*DIRECTIONS FOR THIS TASK*:
Some lines in the material below hold the word "pale". Copy all of them.

*EXERCISE DATA*:
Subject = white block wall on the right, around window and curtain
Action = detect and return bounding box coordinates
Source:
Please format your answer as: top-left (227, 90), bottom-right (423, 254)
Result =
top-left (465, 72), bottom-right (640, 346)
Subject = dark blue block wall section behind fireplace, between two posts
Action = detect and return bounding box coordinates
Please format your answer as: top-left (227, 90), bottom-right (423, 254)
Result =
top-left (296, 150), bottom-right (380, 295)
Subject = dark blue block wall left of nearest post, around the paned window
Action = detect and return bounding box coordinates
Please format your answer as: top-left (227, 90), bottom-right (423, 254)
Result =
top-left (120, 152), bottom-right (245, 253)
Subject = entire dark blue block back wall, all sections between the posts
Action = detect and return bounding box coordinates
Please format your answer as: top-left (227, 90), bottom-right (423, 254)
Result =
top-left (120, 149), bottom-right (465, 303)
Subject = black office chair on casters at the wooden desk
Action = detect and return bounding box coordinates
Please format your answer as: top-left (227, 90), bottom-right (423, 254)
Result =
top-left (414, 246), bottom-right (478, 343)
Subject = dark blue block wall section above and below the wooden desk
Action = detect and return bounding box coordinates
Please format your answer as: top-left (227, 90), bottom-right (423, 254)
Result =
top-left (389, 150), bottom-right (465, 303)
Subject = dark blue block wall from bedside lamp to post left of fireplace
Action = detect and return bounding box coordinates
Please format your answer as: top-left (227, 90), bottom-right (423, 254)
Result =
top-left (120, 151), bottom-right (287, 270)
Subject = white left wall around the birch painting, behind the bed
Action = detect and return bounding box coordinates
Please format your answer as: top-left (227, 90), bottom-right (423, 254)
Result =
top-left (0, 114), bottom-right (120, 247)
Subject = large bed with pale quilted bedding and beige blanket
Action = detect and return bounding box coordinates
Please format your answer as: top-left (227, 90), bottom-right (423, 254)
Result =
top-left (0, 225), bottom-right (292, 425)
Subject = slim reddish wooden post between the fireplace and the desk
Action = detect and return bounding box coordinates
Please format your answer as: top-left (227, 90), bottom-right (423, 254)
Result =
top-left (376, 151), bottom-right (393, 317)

--

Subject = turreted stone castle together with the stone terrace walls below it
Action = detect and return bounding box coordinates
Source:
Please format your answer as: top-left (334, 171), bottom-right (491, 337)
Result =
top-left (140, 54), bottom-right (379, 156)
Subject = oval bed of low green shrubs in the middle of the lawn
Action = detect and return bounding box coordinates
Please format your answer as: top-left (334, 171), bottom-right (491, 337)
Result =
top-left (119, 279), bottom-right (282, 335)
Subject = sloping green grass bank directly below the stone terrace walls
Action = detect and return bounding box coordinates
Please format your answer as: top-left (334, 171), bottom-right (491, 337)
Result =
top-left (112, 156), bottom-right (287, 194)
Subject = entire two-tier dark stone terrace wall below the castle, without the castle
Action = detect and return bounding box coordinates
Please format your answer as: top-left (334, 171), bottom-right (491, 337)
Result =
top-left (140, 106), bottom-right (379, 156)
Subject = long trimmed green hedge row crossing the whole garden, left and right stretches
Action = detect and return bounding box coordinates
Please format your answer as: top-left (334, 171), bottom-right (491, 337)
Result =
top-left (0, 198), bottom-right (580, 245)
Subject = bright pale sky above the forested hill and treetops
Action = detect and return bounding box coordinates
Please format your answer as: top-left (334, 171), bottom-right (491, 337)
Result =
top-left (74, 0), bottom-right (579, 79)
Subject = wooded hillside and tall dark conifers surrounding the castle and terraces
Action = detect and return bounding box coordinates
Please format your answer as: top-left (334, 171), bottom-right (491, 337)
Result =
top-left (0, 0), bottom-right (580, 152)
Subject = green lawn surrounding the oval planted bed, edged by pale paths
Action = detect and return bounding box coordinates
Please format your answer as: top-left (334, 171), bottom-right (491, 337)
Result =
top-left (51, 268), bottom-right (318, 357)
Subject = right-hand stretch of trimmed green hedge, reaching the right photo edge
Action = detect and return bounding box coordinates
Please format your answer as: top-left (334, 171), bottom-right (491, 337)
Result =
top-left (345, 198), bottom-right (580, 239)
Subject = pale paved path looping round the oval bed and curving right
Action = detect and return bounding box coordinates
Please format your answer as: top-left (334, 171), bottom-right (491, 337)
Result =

*ANSWER AREA*:
Subject = large bed with pale quilted bedding and beige blanket
Subject = bright pale sky above the forested hill and treetops
Subject = green lawn surrounding the oval planted bed, edged by pale paths
Subject = pale paved path looping round the oval bed and curving right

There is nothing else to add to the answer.